● **Items listed in a dataset**
________
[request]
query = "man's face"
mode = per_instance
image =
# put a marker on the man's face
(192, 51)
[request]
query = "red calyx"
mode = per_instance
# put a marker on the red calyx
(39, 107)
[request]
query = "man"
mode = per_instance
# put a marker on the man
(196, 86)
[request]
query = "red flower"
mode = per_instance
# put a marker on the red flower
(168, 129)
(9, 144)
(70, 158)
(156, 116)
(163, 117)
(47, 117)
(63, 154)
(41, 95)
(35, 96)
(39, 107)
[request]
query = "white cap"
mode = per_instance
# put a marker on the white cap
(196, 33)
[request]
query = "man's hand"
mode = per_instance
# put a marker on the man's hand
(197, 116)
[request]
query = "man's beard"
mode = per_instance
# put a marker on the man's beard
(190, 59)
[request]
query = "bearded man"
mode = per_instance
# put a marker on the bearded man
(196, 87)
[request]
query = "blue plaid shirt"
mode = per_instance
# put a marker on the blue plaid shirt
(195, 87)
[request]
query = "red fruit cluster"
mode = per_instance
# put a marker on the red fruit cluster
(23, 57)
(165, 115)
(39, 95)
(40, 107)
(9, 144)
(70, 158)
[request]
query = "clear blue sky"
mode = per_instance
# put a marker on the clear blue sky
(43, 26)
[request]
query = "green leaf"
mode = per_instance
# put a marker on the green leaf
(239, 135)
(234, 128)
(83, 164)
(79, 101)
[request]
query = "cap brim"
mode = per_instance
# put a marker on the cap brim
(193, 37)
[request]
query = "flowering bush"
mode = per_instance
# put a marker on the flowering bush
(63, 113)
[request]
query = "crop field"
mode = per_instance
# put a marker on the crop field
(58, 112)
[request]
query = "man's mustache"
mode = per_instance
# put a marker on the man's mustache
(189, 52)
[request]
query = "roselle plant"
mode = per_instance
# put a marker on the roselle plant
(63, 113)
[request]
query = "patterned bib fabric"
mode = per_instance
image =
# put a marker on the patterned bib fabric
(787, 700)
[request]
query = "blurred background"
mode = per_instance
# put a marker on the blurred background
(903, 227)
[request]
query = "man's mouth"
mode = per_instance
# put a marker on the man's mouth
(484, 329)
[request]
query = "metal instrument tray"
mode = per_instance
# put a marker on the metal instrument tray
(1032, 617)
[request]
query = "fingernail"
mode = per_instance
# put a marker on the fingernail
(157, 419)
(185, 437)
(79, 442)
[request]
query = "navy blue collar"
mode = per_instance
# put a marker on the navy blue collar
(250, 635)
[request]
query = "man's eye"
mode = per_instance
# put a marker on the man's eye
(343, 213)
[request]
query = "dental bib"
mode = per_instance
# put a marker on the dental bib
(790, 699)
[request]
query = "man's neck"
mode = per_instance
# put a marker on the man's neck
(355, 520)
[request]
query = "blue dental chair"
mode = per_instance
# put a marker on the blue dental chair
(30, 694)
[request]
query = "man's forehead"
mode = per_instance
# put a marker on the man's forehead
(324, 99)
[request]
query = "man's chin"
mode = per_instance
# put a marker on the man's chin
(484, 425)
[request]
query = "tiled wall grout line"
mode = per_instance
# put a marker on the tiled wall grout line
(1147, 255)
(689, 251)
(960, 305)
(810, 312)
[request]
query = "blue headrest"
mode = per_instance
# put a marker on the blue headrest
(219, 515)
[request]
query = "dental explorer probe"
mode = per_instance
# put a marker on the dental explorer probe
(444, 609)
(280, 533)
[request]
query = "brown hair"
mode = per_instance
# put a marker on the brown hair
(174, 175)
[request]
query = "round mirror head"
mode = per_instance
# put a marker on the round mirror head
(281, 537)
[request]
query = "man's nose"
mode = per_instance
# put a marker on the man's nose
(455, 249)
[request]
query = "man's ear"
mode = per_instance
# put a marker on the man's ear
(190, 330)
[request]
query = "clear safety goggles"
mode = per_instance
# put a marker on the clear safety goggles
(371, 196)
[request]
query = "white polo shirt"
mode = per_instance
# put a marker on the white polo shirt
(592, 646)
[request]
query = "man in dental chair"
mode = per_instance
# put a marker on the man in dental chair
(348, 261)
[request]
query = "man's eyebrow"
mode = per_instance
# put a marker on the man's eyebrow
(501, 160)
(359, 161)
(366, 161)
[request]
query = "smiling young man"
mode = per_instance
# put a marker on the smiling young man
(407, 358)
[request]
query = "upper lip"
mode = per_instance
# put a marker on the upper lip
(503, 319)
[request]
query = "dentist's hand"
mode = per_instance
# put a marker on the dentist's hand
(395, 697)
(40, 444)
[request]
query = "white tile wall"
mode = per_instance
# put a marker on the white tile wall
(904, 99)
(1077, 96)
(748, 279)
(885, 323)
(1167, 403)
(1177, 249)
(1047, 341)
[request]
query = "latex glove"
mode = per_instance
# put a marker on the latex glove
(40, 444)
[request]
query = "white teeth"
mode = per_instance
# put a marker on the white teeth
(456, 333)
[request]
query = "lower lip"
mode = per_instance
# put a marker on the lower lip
________
● **Exercise**
Each line above is to be repeated exactly.

● **Worked solution**
[request]
query = "man's face"
mode = per_instance
image =
# put a marker on the man's face
(192, 51)
[request]
query = "red calyx"
mode = per_instance
# put a marker on the red calyx
(39, 107)
[request]
query = "man"
mode = per_instance
# put a marker on the man
(196, 86)
[request]
query = "red flower"
mode = per_instance
# put a marker on the red flower
(168, 129)
(9, 144)
(70, 158)
(156, 116)
(163, 117)
(47, 117)
(63, 154)
(41, 95)
(35, 96)
(39, 107)
[request]
query = "white cap"
mode = per_instance
# put a marker on the white cap
(196, 33)
[request]
query = "man's hand"
mode = per_instance
# put a marker on the man's hand
(197, 116)
[request]
query = "man's beard"
mode = per_instance
# put a marker on the man's beard
(190, 59)
[request]
query = "bearded man"
mode = per_instance
# put a marker on the bearded man
(196, 87)
[request]
query = "blue plaid shirt"
mode = per_instance
# put a marker on the blue plaid shirt
(195, 87)
[request]
query = "red fruit cluster"
mode = per_instance
# put a marker on the red fruit cluster
(23, 57)
(165, 115)
(39, 95)
(40, 107)
(9, 144)
(70, 158)
[request]
query = "clear blue sky"
mode = per_instance
# put a marker on the clear blue sky
(43, 26)
[request]
query = "green leaf"
mode = per_instance
# put a marker on the green leaf
(239, 135)
(234, 128)
(83, 164)
(79, 101)
[request]
query = "cap brim"
mode = per_instance
# put a marker on the cap brim
(193, 37)
[request]
query = "flowering bush"
mode = per_instance
# put a marker on the flowering bush
(63, 113)
[request]
query = "crop field"
mode = per_instance
# put a marker on the crop field
(58, 112)
[request]
query = "man's mustache"
mode = per_instance
# put a marker on the man's mustache
(189, 52)
[request]
query = "roselle plant"
mode = per_instance
# put a marker on the roselle plant
(63, 113)
[request]
query = "patterned bib fabric"
mode = per_instance
image =
# put a marker on the patterned bib fabric
(787, 700)
[request]
query = "blurred background"
mode = per_instance
# put a marker on the blurred background
(903, 227)
[request]
query = "man's mouth"
mode = per_instance
# put a marker on the man's mouth
(484, 329)
[request]
query = "metal instrument tray"
mode = per_instance
# put a marker on the metal instrument tray
(1032, 617)
[request]
query = "fingernail"
mode = per_instance
# put a marker on the fingernail
(157, 419)
(185, 437)
(79, 442)
[request]
query = "navy blue collar"
mode = per_instance
# put a marker on the navy blue collar
(250, 635)
[request]
query = "man's eye"
mode = per_instance
# put a marker on the man's eye
(343, 213)
[request]
query = "dental bib"
mode = per_instance
# put a marker on the dental bib
(790, 699)
[request]
query = "man's neck"
mode = per_instance
# put a marker on the man's neck
(355, 520)
[request]
query = "blue dental chair"
mode = per_instance
# put a marker on the blue dental chair
(30, 694)
[request]
query = "man's forehead"
mode = per_instance
# put a marker on the man's forehead
(324, 99)
[request]
query = "man's chin"
mode = per_instance
# put a marker on the man's chin
(484, 425)
[request]
query = "tiled wall grout line"
mode = per_instance
# put a marker on the tiled wall grout line
(1147, 255)
(689, 251)
(960, 305)
(810, 312)
[request]
query = "blue headrest"
mode = per_instance
# put a marker on the blue headrest
(219, 515)
[request]
query = "dental explorer probe"
mode = per_instance
# put a marker on the dental explorer probe
(444, 609)
(280, 533)
[request]
query = "brown hair"
mode = per_instance
# put a marker on the brown hair
(174, 175)
[request]
query = "round mirror head"
mode = per_instance
# put a marker on the round mirror head
(281, 537)
[request]
query = "man's nose"
mode = per_instance
# put a marker on the man's nose
(455, 249)
[request]
query = "man's ear"
mode = per_instance
# put a marker on the man's ear
(190, 330)
[request]
query = "clear safety goggles"
mode = per_instance
# put a marker on the clear safety goggles
(371, 196)
[request]
query = "white polo shirt"
mode = per_instance
# put a marker on the white polo shirt
(592, 646)
[request]
query = "man in dental chair"
mode = per_instance
# put a marker on the man in dental chair
(348, 261)
[request]
query = "man's eyebrow"
mode = per_instance
# put a marker on the man's eyebrow
(501, 160)
(359, 161)
(366, 161)
[request]
query = "smiling young man"
mode = per_instance
# put a marker on the smiling young man
(407, 358)
[request]
query = "upper lip"
mode = per_instance
# put a marker on the upper lip
(503, 319)
[request]
query = "dentist's hand"
mode = per_instance
# put a marker on the dentist's hand
(395, 697)
(40, 444)
[request]
query = "white tile wall"
mode = per_instance
# put a marker on the white tile wall
(904, 99)
(1077, 96)
(748, 279)
(885, 323)
(1167, 403)
(1177, 249)
(1047, 341)
[request]
query = "latex glove"
mode = per_instance
# put a marker on the latex glove
(40, 444)
[request]
query = "white teeth"
mode = per_instance
# put a marker on the white teeth
(456, 333)
[request]
query = "lower lip"
mode = per_instance
# put a marker on the lower lip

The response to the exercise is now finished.